─── THE DATA

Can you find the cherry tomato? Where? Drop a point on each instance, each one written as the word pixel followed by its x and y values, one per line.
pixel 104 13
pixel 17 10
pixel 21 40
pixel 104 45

──────

Rewrite the rows above with "cherry tomato" replaced by "grape tomato", leaving everything else unchanged.

Can you find the grape tomato? Where? Drop a point on each instance, each one written as the word pixel followed by its x and y values, one per line.
pixel 104 13
pixel 17 10
pixel 21 40
pixel 104 45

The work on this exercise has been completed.